● RAW DATA

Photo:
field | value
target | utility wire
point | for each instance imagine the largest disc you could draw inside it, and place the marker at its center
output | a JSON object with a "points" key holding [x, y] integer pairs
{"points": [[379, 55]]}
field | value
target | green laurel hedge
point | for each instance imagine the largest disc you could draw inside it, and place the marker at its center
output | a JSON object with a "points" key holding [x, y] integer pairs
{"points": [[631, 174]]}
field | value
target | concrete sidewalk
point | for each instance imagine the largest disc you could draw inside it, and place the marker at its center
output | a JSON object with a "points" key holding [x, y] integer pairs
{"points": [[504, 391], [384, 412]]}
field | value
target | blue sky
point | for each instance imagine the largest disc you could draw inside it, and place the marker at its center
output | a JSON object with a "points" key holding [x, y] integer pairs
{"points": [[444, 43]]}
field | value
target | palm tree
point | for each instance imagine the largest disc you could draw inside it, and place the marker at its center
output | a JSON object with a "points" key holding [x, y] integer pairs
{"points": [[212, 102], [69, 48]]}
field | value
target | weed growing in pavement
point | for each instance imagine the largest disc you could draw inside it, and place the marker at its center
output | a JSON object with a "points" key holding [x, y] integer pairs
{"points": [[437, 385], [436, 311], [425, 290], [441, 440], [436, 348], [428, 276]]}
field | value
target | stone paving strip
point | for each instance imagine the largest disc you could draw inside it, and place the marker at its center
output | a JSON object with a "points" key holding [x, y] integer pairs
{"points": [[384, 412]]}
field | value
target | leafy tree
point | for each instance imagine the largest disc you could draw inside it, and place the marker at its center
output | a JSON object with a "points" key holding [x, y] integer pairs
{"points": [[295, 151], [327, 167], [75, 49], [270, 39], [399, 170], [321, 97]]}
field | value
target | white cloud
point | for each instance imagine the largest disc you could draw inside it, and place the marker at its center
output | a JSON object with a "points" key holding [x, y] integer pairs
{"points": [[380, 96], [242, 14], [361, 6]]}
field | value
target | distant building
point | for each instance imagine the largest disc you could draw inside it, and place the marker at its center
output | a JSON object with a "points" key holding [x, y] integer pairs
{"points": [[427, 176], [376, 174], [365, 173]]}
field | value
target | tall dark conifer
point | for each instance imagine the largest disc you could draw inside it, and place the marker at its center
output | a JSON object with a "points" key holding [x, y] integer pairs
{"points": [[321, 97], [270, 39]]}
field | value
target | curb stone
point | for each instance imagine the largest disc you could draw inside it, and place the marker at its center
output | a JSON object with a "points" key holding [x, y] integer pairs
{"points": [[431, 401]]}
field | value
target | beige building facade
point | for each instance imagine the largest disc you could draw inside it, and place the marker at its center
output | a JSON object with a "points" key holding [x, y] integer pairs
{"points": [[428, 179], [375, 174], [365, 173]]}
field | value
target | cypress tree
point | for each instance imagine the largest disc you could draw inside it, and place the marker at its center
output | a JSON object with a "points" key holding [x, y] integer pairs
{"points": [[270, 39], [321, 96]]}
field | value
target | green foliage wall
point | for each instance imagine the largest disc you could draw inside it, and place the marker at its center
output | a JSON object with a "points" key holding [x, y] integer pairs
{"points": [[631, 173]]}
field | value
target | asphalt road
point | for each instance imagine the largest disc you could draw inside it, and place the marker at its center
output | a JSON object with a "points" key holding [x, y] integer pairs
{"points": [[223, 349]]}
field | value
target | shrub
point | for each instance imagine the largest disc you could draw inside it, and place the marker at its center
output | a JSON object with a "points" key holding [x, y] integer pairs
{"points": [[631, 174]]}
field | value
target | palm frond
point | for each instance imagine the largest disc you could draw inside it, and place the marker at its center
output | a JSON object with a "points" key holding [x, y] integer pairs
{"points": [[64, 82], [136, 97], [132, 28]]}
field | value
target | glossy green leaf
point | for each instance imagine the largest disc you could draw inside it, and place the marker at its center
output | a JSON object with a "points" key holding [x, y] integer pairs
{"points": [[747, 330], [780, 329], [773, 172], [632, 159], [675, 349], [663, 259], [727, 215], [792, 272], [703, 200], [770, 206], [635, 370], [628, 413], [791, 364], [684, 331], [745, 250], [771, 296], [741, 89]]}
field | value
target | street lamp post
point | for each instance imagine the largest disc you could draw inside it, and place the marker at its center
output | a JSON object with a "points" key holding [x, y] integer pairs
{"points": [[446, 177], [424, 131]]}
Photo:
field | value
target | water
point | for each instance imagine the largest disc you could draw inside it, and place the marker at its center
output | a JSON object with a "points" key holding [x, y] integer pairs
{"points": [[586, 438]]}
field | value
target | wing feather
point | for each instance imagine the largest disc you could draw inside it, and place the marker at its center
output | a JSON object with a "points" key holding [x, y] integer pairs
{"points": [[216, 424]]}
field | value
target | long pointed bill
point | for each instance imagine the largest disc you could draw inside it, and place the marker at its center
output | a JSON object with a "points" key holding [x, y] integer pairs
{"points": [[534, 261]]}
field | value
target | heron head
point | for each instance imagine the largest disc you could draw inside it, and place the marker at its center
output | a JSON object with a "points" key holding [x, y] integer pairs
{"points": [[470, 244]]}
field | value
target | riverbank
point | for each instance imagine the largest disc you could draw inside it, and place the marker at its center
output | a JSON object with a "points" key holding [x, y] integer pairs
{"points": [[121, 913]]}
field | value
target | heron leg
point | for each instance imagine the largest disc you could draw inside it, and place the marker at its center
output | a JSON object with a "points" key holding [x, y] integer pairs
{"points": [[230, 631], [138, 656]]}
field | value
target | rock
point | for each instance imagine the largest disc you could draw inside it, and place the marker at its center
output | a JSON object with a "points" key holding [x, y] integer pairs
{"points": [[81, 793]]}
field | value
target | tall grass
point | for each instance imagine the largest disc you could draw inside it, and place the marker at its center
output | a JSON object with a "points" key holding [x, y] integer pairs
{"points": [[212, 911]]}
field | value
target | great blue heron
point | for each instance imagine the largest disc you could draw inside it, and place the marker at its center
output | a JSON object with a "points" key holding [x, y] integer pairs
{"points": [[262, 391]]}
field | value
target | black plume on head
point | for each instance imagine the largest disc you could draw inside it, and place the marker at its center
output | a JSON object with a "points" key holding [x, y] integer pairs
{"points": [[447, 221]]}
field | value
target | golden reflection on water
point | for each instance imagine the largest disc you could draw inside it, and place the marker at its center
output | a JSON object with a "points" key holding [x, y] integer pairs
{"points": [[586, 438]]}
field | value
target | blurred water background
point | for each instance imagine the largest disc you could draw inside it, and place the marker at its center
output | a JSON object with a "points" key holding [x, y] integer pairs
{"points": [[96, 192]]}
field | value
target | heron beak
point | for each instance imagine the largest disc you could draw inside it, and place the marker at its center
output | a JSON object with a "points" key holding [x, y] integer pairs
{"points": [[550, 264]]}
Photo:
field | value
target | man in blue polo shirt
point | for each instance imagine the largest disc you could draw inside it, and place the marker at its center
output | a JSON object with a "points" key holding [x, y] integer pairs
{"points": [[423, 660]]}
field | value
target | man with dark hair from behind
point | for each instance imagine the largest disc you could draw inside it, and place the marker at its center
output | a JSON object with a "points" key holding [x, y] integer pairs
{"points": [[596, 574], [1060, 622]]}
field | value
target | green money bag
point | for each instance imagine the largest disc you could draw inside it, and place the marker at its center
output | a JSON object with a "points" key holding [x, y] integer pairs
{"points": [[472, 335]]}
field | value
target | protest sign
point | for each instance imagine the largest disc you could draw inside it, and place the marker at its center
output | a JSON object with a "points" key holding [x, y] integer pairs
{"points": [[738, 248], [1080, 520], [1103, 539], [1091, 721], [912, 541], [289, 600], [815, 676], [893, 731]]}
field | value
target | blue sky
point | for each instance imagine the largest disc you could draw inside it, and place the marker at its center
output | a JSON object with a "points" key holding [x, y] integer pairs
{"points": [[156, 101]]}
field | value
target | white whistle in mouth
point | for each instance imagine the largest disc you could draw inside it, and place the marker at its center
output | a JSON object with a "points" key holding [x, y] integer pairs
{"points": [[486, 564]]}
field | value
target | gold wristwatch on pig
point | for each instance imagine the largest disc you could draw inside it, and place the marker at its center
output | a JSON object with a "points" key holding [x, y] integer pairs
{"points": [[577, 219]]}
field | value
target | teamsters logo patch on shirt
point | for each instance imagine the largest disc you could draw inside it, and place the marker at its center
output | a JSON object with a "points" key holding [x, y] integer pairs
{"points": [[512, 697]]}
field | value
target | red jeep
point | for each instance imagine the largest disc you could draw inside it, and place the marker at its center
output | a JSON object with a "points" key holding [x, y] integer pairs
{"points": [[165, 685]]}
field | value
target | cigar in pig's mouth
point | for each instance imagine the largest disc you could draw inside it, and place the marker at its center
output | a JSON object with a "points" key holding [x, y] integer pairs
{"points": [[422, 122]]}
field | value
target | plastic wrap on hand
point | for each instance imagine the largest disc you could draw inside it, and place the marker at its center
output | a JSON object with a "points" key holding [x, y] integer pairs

● TASK DIRECTIONS
What you give back should be exactly the lines of the data above from the line with "target | utility wire" through the line with "target | stone paving strip", both of those included, and nothing more.

● ANSWER FOR THIS EXERCISE
target | utility wire
point | for each instance imagine the largest disc you could draw inside it, and place the marker at its center
output | a JSON object with a "points" key holding [x, y] integer pairs
{"points": [[379, 55]]}
field | value
target | green laurel hedge
point | for each instance imagine the largest disc you could draw inside it, and place the marker at its center
output | a JSON object with a "points" key holding [x, y] integer pairs
{"points": [[631, 174]]}
field | value
target | concrete sidewalk
point | for each instance imagine the largest disc you could draw inside it, and place the marker at its center
output | a JSON object with a "points" key holding [x, y] integer pairs
{"points": [[504, 391], [384, 412]]}
field | value
target | blue sky
point | for each instance imagine the largest disc you could draw inside it, and place the marker at its center
output | a JSON object with a "points" key holding [x, y] integer pairs
{"points": [[444, 43]]}
field | value
target | palm tree
point | for each instance imagine the largest disc you could draw inside it, and place the marker at its center
output | a JSON object with a "points" key holding [x, y] integer pairs
{"points": [[212, 102], [69, 48]]}
field | value
target | weed growing in pavement
point | for each instance imagine the largest disc you could draw inside it, and place the marker at its center
output | a JSON object with a "points" key holding [x, y] integer pairs
{"points": [[437, 385], [436, 311], [425, 290], [441, 440], [436, 348], [428, 276]]}
field | value
target | stone paving strip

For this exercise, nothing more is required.